Artes/cultura
31/08/2021 às 10:00•2 min de leitura
Foi no século IV que os povos desenvolveram o costume de enterrar os seus mortos nos pátios de igrejas, crentes de que assim eles estariam mais próximos de Deus e longe do Inferno. Esse hábito, no entanto, foi motivo de complicações através dos anos, principalmente na Europa no período de urbanização. A pobreza no manuseamento dos cadáveres causou perdas dos corpos em tempestades devido às covas rasas, e trouxe transtorno público com o cheiro de podridão durante os verões quentes.
Depois que a Peste Bubônica foi deflagrada pelo território europeu, no século XIX a medicina sanitarista ergueu campanhas para remover os corpos dos chãos das igrejas e enterrá-los em locais próprios para sepultamentos, temendo que a putrefação deles pudesse transmitir doenças. Assim nasceram os cemitérios.
O conceito de cemitério alcançou o Brasil Colônia em 1801, quando o país estava sob a regência de Dom João VI, que emitiu um decreto ordenando que os cadáveres fossem enterrados nesses campos abertos longe das áreas populosas — mas ninguém o obedeceu.
(Fonte: Ricardo da Costa/Reprodução)
Foi só em 1828, durante o reinado de Dom Pedro I, que a lei foi efetivada e o primeiro cemitério construído na cidade de Salvador — a contragosto da população —, quando médicos baianos chegaram da Europa com centenas de ideias higienistas e convenceram os legisladores sobre a necessidade de protegerem a população dos malefícios causados pelos “miasmas mefíticos” provocados pela decomposição dos cadáveres.
Do ponto de vista religioso, os baianos não pensavam de maneira muito diferente dos europeus com relação a enterrar seus mortos ao redor das igrejas, que representavam uma porta para o paraíso e o local ideal para a aguardada ressurreição prometida para no fim dos tempos.
(Fonte: 180 Graus/Reprodução)

# [Lista de tarefas]
A. Segundo o texto sobre a origem dos cemitérios, em qual cidade foi construído o primeiro cemitério do Brasil?
B. Liste todos os lugares geográficos (continentes, países ou cidades) mencionados no texto sobre a origem dos cemitérios.
C. Retome o texto sobre a origem dos cemitérios a partir de onde ele termina.
Os dados a seguir não são necessários.

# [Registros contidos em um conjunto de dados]
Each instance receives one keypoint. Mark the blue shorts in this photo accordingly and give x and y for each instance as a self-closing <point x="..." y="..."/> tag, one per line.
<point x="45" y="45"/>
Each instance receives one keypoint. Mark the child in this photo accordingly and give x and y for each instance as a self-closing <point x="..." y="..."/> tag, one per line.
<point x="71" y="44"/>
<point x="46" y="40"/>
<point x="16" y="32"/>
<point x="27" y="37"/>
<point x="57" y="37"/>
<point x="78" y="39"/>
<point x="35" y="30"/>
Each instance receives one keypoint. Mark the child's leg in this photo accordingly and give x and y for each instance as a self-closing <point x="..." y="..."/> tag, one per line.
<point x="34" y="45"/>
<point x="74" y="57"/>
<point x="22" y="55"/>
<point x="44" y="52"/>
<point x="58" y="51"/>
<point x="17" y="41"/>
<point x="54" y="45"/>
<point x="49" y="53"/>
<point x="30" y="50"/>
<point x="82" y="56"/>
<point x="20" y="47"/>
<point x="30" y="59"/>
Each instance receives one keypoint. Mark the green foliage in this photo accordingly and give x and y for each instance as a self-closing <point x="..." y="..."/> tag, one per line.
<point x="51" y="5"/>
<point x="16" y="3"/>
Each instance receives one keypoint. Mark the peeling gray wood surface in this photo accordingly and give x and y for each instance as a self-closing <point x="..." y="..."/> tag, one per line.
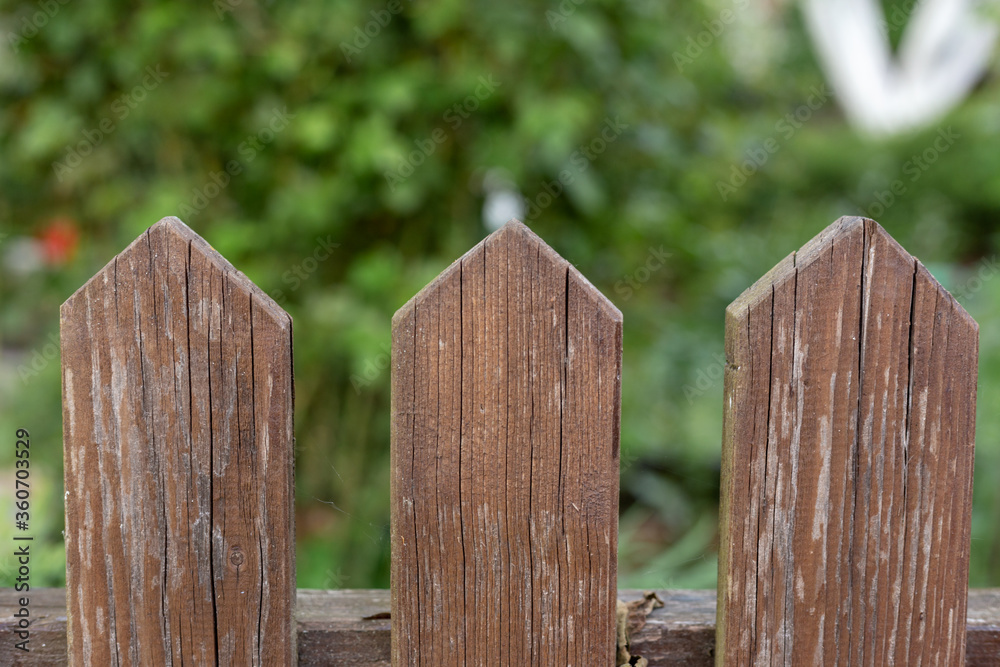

# [Resultados por tarefa]
A. Em Salvador.

B. Europa; Brasil (Brasil Colônia); Salvador.

C.
A democracia de ser enterrado na igreja, que não fazia distinção entre classes sociais — só de raças — também era um dos motivos para as pessoas não quererem os cadáveres de entes queridos em locais feitos para os suicidas, criminosos, rebeldes, excomungados e escravizados, como o cemitério Campo da Pólvora. Fora tudo isso, os baianos também não queriam beneficiar empresários privados, em vez das irmandades religiosas.
Surgiram vários motins populares contra a proibição, sendo o de 25 de outubro de 1836, o mais famoso de todos. Conhecida como “Cemiterada”, a revolta reuniu uma multidão de mais de 5 mil pessoas, que destruiu a machadadas o cemitério do Campo Santo, em Salvador.
O local havia sido inaugurado três dias antes por uma companhia privada que teve o monopólio dos enterros na cidade por mais de 30 anos, visto que os médicos higienistas proibiram as igrejas de realizarem qualquer enterro em suas propriedades.
(Fonte: O Historiante/Reprodução)
A “Cemiterada” teve muita participação dos negros, que temiam acabar no Campo da Pólvora por seu papel na sociedade ser equivalente à remoção de lixo, já que o local era considerado pelo governo o destino de “negros pagãos”.
Em 1835, centenas de negros mortos em uma rebelião foram sepultados no Campo da Pólvora de maneira tão precária que a Câmara temeu que seus corpos resultassem em uma epidemia de doenças com os mais de 2 mil escravizados falecidos em Salvador entre 1825 e 1836.
(Fonte: Bahia Revista/Reprodução)
O temor de acabar naquele tipo de cemitério levou vários escravizados a se associarem a várias irmandades, muitas das quais formadas por africanos, visando um local adequado para serem enterrados.
Os escravizados pensavam na possibilidade de ocuparem um lugar melhor no pós-morte, diferente dos brancos, que com os cemitérios desejavam apenas reproduzir os privilégios desfrutados nesse plano.
Foi assim que o cemitério serviu para ressaltar as fronteiras sociais que sempre existiram.